[Opening Records shown section]

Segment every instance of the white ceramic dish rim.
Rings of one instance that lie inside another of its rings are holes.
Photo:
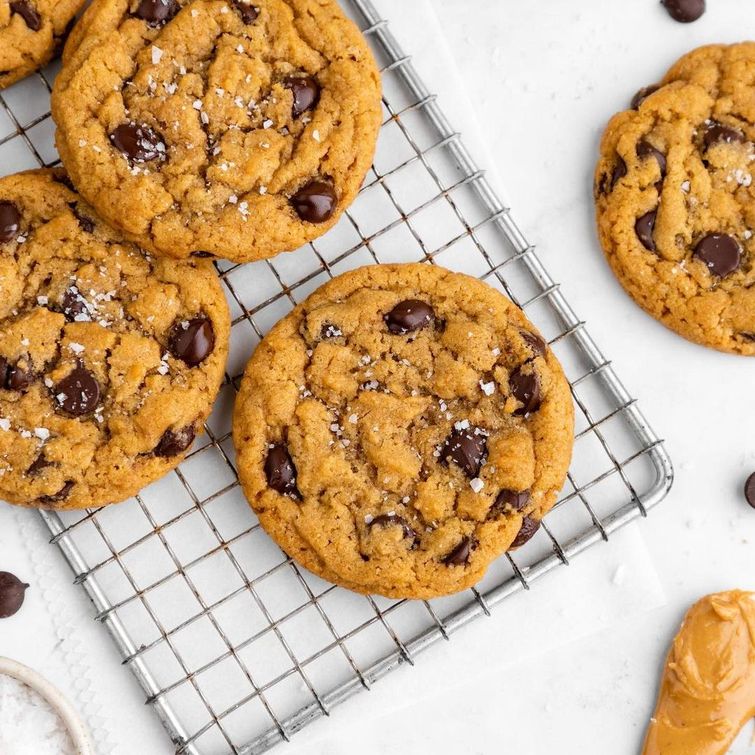
[[[0,674],[28,685],[60,716],[71,737],[76,755],[95,755],[92,740],[86,725],[76,709],[63,696],[63,693],[34,669],[10,658],[0,657]]]

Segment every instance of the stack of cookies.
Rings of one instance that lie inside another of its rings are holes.
[[[19,60],[2,83],[47,59],[78,4],[5,3]],[[65,170],[0,180],[0,497],[97,507],[188,452],[228,348],[210,259],[268,258],[338,221],[372,160],[380,80],[335,0],[94,0],[52,113]],[[378,265],[263,340],[233,431],[244,491],[291,557],[432,597],[534,534],[573,410],[503,295]]]

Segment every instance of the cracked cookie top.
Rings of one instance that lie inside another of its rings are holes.
[[[755,45],[701,48],[614,116],[595,173],[619,281],[686,338],[755,355]]]
[[[273,328],[241,384],[244,491],[281,547],[360,592],[478,581],[553,506],[569,386],[522,312],[421,264],[326,284]]]
[[[52,108],[75,185],[129,238],[255,260],[320,236],[354,200],[380,79],[335,0],[95,0]]]
[[[0,0],[0,89],[42,68],[84,0]]]
[[[152,258],[61,171],[0,179],[0,498],[123,500],[184,457],[224,374],[212,265]]]

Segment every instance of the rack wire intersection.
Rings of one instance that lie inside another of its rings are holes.
[[[101,511],[40,512],[177,753],[261,753],[660,502],[671,462],[610,362],[420,80],[370,0],[343,0],[381,64],[374,167],[341,223],[294,254],[217,263],[233,315],[227,380],[180,468]],[[10,173],[57,163],[55,66],[0,96]],[[482,583],[433,601],[363,597],[309,574],[260,529],[234,469],[230,414],[263,334],[329,277],[426,261],[504,291],[564,365],[574,461],[538,535]]]

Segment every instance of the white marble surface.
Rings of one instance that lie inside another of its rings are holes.
[[[686,607],[707,592],[755,589],[755,512],[740,494],[755,470],[753,365],[687,344],[622,293],[593,232],[592,165],[608,117],[685,50],[746,36],[751,4],[710,0],[701,21],[681,26],[655,0],[376,2],[667,438],[678,479],[648,521],[280,752],[637,752]],[[622,564],[627,578],[615,585]],[[5,506],[2,568],[36,589],[0,623],[0,654],[84,700],[102,752],[172,752],[33,515]],[[524,615],[539,631],[520,630]],[[744,739],[736,749],[754,751]]]

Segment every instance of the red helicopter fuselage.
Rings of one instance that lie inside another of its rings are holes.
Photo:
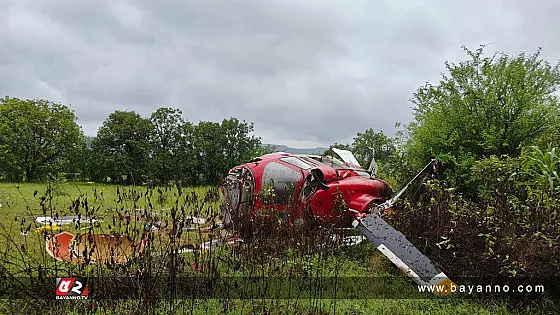
[[[288,222],[305,215],[334,223],[341,215],[357,217],[391,198],[391,187],[359,166],[328,156],[272,153],[232,168],[223,204],[250,219],[274,208]],[[350,212],[350,213],[348,213]]]

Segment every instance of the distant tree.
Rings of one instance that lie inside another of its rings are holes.
[[[0,99],[0,173],[12,181],[53,176],[84,141],[74,112],[47,100]]]
[[[141,184],[149,174],[153,125],[134,111],[115,111],[92,141],[92,177],[124,184]]]
[[[197,143],[197,126],[185,121],[179,126],[179,141],[177,144],[177,162],[174,171],[183,184],[201,184],[203,160]]]
[[[222,173],[233,166],[249,161],[252,156],[261,148],[260,138],[250,136],[253,132],[253,123],[237,118],[222,120],[223,149],[225,154],[225,165]]]
[[[223,138],[222,129],[217,122],[201,121],[194,128],[193,164],[200,170],[197,175],[198,180],[202,175],[202,181],[205,184],[216,184],[221,179],[221,171],[225,164]]]
[[[518,156],[523,145],[555,131],[559,65],[541,59],[540,49],[484,57],[483,48],[464,48],[470,60],[447,62],[449,74],[412,97],[407,151],[418,166],[436,157],[464,177],[475,160]]]
[[[159,108],[150,117],[153,125],[150,141],[154,150],[152,174],[162,185],[182,177],[178,164],[181,141],[185,141],[181,129],[185,120],[181,115],[178,109]]]
[[[65,172],[67,179],[86,181],[89,178],[89,164],[91,163],[92,137],[82,136],[74,152],[63,165],[61,171]]]
[[[230,168],[248,162],[266,149],[260,138],[250,135],[253,124],[234,117],[221,124],[201,121],[191,128],[189,177],[195,184],[217,184]]]
[[[364,168],[369,167],[373,158],[373,149],[375,150],[375,160],[381,164],[387,163],[396,152],[393,139],[383,134],[383,131],[375,132],[371,128],[359,132],[354,137],[351,148],[356,159]]]

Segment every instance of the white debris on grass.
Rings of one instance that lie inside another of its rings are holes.
[[[187,220],[192,222],[193,224],[206,224],[207,222],[205,218],[197,218],[193,216],[188,217]]]
[[[343,238],[346,246],[354,246],[363,242],[366,238],[363,235],[350,235]]]
[[[177,251],[177,254],[192,253],[192,252],[200,251],[200,250],[211,250],[212,248],[219,247],[219,246],[223,245],[224,243],[229,244],[229,245],[236,245],[236,244],[239,244],[239,243],[243,243],[243,240],[240,239],[240,238],[233,238],[233,239],[229,239],[229,240],[226,241],[223,238],[217,238],[217,239],[202,243],[195,248],[179,249]]]
[[[78,217],[78,216],[64,216],[58,218],[37,217],[35,220],[41,224],[53,224],[53,225],[64,225],[64,224],[72,224],[72,223],[93,223],[98,221],[95,219],[91,219],[89,217]]]

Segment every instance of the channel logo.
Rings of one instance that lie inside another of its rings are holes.
[[[84,278],[56,278],[57,300],[86,300],[89,288]]]

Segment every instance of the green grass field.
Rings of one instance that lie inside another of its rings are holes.
[[[67,230],[82,233],[118,233],[138,238],[146,230],[145,218],[137,209],[157,212],[157,220],[172,221],[172,216],[212,218],[219,210],[219,191],[211,187],[174,188],[122,187],[94,183],[12,184],[0,183],[0,267],[6,274],[36,276],[40,272],[49,275],[133,275],[136,270],[169,269],[168,249],[185,244],[197,244],[212,237],[200,231],[187,231],[171,235],[169,231],[150,232],[150,259],[144,257],[130,265],[83,266],[68,262],[55,262],[45,252],[45,237]],[[89,215],[102,222],[70,224],[60,230],[37,231],[43,226],[35,221],[37,216]],[[173,214],[172,214],[173,213]],[[23,232],[23,233],[22,233]],[[27,233],[26,233],[27,232]],[[26,235],[24,235],[26,234]],[[505,303],[489,300],[422,298],[416,285],[403,276],[398,269],[369,243],[357,246],[315,249],[291,248],[283,240],[243,244],[239,248],[224,245],[211,253],[192,253],[173,256],[173,274],[189,274],[188,267],[197,262],[200,266],[216,265],[221,275],[247,276],[267,274],[290,275],[337,275],[340,277],[390,277],[390,281],[375,287],[350,288],[367,292],[367,299],[177,299],[159,300],[150,304],[137,300],[2,300],[0,311],[4,314],[18,313],[52,314],[136,314],[150,311],[168,313],[232,313],[232,314],[290,314],[290,313],[341,313],[341,314],[506,314],[512,310]],[[268,246],[268,247],[267,247]],[[158,254],[159,253],[159,254]],[[257,255],[256,255],[257,254]],[[155,258],[154,258],[155,257]],[[149,261],[149,262],[147,262]],[[233,267],[234,265],[238,267]],[[146,269],[149,265],[149,269]],[[155,267],[154,267],[155,266]],[[177,267],[179,266],[179,267]],[[239,267],[241,266],[241,267]],[[40,267],[40,268],[39,268]],[[38,271],[38,270],[42,271]],[[400,299],[390,299],[388,292],[398,293]],[[377,294],[383,299],[376,299]],[[422,298],[422,299],[420,299]]]

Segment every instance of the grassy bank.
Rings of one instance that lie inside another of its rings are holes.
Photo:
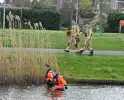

[Closing Records shown section]

» **What the task asks**:
Report the number of lines in the records that include the string "white", and write no other words.

» **Response area**:
3